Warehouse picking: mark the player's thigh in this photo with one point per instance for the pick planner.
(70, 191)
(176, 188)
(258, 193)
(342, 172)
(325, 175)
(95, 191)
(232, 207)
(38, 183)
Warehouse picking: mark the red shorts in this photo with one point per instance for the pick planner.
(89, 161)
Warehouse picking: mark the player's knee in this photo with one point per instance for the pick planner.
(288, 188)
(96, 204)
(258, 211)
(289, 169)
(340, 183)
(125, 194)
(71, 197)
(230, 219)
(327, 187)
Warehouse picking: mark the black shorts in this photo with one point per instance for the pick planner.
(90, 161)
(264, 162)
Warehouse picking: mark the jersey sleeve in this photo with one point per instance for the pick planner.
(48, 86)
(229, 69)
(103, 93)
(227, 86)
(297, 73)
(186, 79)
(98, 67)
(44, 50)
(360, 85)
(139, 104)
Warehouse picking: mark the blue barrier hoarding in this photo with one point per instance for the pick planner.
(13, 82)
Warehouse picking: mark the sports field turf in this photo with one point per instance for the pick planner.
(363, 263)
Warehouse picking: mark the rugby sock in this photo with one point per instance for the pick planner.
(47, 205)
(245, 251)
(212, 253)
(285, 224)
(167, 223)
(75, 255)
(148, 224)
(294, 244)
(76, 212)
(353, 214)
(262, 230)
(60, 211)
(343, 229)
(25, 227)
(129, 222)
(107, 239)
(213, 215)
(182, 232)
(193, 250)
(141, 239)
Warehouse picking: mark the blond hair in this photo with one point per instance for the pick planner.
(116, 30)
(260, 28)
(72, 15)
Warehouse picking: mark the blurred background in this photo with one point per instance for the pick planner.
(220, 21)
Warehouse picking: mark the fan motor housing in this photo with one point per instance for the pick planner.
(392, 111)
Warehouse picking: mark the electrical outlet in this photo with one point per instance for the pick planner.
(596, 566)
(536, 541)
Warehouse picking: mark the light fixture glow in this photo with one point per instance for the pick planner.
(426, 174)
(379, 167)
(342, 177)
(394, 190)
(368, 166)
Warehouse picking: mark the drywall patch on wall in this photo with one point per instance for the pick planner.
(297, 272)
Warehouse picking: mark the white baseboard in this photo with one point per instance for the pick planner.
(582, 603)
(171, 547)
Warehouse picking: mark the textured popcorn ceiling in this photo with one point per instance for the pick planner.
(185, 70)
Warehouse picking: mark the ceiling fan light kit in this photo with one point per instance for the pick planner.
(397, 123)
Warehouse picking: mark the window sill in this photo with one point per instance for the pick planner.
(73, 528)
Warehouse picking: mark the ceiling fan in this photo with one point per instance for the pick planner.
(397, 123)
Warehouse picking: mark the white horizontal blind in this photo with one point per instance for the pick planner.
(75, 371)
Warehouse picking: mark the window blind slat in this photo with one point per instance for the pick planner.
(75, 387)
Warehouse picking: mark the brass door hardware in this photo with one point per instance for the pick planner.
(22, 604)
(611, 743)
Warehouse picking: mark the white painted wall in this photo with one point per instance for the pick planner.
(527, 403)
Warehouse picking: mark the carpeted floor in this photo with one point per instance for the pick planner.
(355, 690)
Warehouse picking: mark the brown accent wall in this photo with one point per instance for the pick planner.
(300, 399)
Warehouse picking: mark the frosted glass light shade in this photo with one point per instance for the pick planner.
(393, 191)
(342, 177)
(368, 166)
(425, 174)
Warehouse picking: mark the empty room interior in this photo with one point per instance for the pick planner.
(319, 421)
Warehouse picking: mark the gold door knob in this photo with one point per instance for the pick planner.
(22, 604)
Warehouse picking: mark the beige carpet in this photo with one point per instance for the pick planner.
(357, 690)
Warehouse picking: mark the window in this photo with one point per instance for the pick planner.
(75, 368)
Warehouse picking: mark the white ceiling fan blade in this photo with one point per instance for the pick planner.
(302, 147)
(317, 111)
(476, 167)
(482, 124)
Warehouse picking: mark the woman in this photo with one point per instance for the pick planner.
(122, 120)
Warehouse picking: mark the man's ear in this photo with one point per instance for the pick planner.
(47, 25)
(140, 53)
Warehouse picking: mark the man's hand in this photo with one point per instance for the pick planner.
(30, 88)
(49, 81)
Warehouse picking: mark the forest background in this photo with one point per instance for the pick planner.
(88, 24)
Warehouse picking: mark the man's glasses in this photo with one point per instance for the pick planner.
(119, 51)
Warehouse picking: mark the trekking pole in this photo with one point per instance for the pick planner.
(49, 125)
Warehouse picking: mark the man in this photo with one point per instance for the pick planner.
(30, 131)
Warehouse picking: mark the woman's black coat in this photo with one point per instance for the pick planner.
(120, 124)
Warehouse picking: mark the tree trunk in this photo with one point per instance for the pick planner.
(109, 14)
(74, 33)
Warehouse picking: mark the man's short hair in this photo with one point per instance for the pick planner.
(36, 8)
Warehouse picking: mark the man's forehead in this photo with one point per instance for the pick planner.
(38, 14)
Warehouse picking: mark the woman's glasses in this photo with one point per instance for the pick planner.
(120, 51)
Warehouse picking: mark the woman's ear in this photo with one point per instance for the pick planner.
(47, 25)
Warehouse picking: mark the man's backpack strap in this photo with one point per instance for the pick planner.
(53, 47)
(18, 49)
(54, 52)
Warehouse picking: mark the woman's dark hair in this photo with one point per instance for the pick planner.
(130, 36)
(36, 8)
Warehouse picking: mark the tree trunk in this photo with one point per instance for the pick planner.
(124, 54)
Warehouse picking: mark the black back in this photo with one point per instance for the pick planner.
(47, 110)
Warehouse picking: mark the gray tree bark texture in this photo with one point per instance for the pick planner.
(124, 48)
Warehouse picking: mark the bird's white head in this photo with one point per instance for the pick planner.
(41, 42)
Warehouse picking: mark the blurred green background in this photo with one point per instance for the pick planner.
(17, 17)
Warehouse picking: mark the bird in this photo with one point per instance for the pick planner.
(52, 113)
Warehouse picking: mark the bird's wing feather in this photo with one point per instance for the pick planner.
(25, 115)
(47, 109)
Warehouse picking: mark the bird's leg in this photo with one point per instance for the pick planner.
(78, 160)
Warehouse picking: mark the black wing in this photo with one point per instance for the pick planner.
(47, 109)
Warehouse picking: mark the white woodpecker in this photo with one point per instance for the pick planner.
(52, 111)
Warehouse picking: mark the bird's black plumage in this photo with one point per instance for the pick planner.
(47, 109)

EXERCISE GOAL:
Would you reproduce the material above in full, exactly as given?

ANSWER FOR THIS EXERCISE:
Warehouse picking: mark the player's thigh in this photo with one point per instance for the pick planner.
(70, 191)
(176, 188)
(258, 193)
(342, 172)
(325, 175)
(95, 191)
(232, 207)
(38, 183)
Warehouse picking: mark the red shorts in this photo with one point per instance for the pick planner.
(89, 161)
Warehouse picking: mark the player's knee in this photo with one point per instance for the pick planner.
(288, 188)
(96, 204)
(258, 211)
(289, 169)
(340, 183)
(125, 194)
(71, 197)
(230, 219)
(327, 187)
Warehouse picking: mark the black shorts in this photo with one point per instance for the pick planner.
(90, 161)
(264, 162)
Warehouse picking: mark the jersey sleeve in this photo with one point per instance for the pick planner.
(48, 86)
(229, 69)
(103, 93)
(227, 86)
(297, 73)
(186, 79)
(98, 67)
(44, 50)
(360, 85)
(139, 104)
Warehouse picking: mark the blue barrier hoarding in this photo with one point per instance for the pick planner.
(13, 82)
Warehouse picking: mark the sports field turf in this photo with one point per instance for the pick planner.
(363, 263)
Warehouse picking: mark the rugby sock in this photo with one point per instance for the pick planner.
(47, 205)
(245, 251)
(212, 253)
(285, 224)
(167, 223)
(75, 255)
(148, 224)
(294, 244)
(76, 212)
(353, 214)
(262, 230)
(60, 211)
(343, 229)
(25, 227)
(129, 222)
(107, 239)
(213, 215)
(182, 232)
(193, 250)
(141, 239)
Warehouse picking: mark the blond hair in this photo with one point per instance for the pick planner.
(116, 30)
(260, 28)
(72, 15)
Warehouse picking: mark the blurred background in this photo with one point per instance for the pick planner.
(220, 21)
Warehouse picking: mark the fan motor housing in this photo with one point per instance for the pick planner.
(392, 111)
Warehouse picking: mark the electrical outlet in this photo with one point per instance for the pick planner.
(596, 566)
(536, 541)
Warehouse picking: mark the light fixture glow in this photo with one point per instance for the pick planner.
(426, 174)
(379, 167)
(342, 177)
(394, 190)
(368, 166)
Warehouse picking: mark the drywall patch on wall in this photo with one point per instance for the pick planner.
(297, 272)
Warehouse picking: mark the white baseboard in this photo with one point per instance for the pick planner.
(582, 603)
(171, 547)
Warehouse picking: mark the textured popcorn ceiling in this photo with one point per instance for the pick planner.
(185, 70)
Warehouse picking: mark the ceiling fan light kit in this photo with one point per instance for the pick planner.
(397, 123)
Warehouse picking: mark the window sill in this photo with one point per instance for the pick planner.
(73, 528)
Warehouse picking: mark the ceiling fan in this photo with one point per instance for the pick planner.
(397, 123)
Warehouse picking: mark the white horizontal blind in this photo with one point per instance for the pick planner.
(75, 371)
Warehouse picking: mark the window blind slat in this photo with one point per instance for the pick planner.
(75, 387)
Warehouse picking: mark the brass door hardware in this photo with one point per instance for the pick planner.
(22, 604)
(611, 743)
Warehouse picking: mark the white painted wall in this photo with one point per instance for the pick planner.
(527, 403)
Warehouse picking: mark the carpeted floor in this photo with one point per instance for the pick planner.
(355, 690)
Warehouse picking: mark the brown accent wall in this photo with one point per instance for the pick planner.
(300, 399)
Warehouse picking: mark the frosted glass light shade in this photo with one point per instance for the pick planner.
(393, 191)
(342, 177)
(368, 166)
(425, 174)
Warehouse picking: mark the empty room interior in this photo with one point per instance for the pick planner.
(319, 421)
Warehouse picking: mark the gold door knob in this photo with one point per instance for the pick planner.
(22, 604)
Warehouse picking: mark the beige carpet in this photo with one point per instance for the pick planner.
(357, 690)
Warehouse picking: mark the window in this photo with one point per instance for the pick planner.
(75, 368)
Warehouse picking: mark the white ceiling fan blade in this photo with one point per instance for the pick planner.
(302, 147)
(317, 111)
(476, 167)
(482, 124)
Warehouse picking: mark the woman in this photo with one point per instance for the pick planner.
(122, 120)
Warehouse picking: mark the man's ear in this photo with one point per instance for the pick planner.
(47, 25)
(140, 53)
Warehouse picking: mark the man's hand in this photo with one point per instance for the pick planner.
(30, 88)
(49, 81)
Warehouse picking: mark the forest background in this photo with one point per instance for the pick planner.
(88, 24)
Warehouse picking: mark the man's glasses in this photo with one point per instance for the pick planner.
(119, 51)
Warehouse picking: mark the trekking pole in this photo with one point per instance for the pick planner.
(49, 125)
Warehouse picking: mark the man in this photo with one point per instance for the pick planner.
(30, 131)
Warehouse picking: mark the woman's black coat in this photo with one point per instance for the pick planner.
(120, 124)
Warehouse picking: mark the tree trunk in this photo with one point per instance for the pick planner.
(109, 14)
(74, 33)
Warehouse picking: mark the man's short hair in this photo with one point per instance for the pick planner.
(36, 8)
Warehouse picking: mark the man's forehead in this photo with one point per instance for the pick planner.
(38, 14)
Warehouse picking: mark the woman's glasses in this photo with one point per instance for the pick planner.
(120, 51)
Warehouse picking: mark the woman's ear in this photo with one point per instance for the pick planner.
(47, 25)
Warehouse picking: mark the man's backpack strap in this photo with one point per instance for the pick planner.
(53, 47)
(18, 49)
(54, 52)
Warehouse picking: mark the woman's dark hair in this photo with one point per instance for the pick planner.
(130, 36)
(36, 8)
Warehouse picking: mark the tree trunk in this photo with one point per instance for the pick planner.
(124, 54)
Warehouse picking: mark the black back in this photo with one point per instance for the pick planner.
(47, 110)
Warehouse picking: mark the gray tree bark texture in this photo with one point per instance for the pick planner.
(124, 48)
Warehouse picking: mark the bird's white head in this photo with one point per instance for the pick planner.
(41, 42)
Warehouse picking: mark the blurred green background in this photo with one point per instance for the pick planner.
(17, 17)
Warehouse picking: mark the bird in this photo with one point per instance for the pick planner.
(52, 113)
Warehouse picking: mark the bird's wing feather in this photo with one point per instance for the pick planner.
(25, 115)
(47, 109)
Warehouse picking: mark the bird's leg in this photo with one point per instance for the pick planner.
(78, 160)
Warehouse picking: mark the black wing in this photo with one point per instance for the pick planner.
(47, 109)
Warehouse picking: mark the white woodpecker in this photo with one point per instance for the pick planner.
(52, 111)
Warehouse picking: mark the bird's black plumage in this photo with one point per instance for the pick planner.
(47, 109)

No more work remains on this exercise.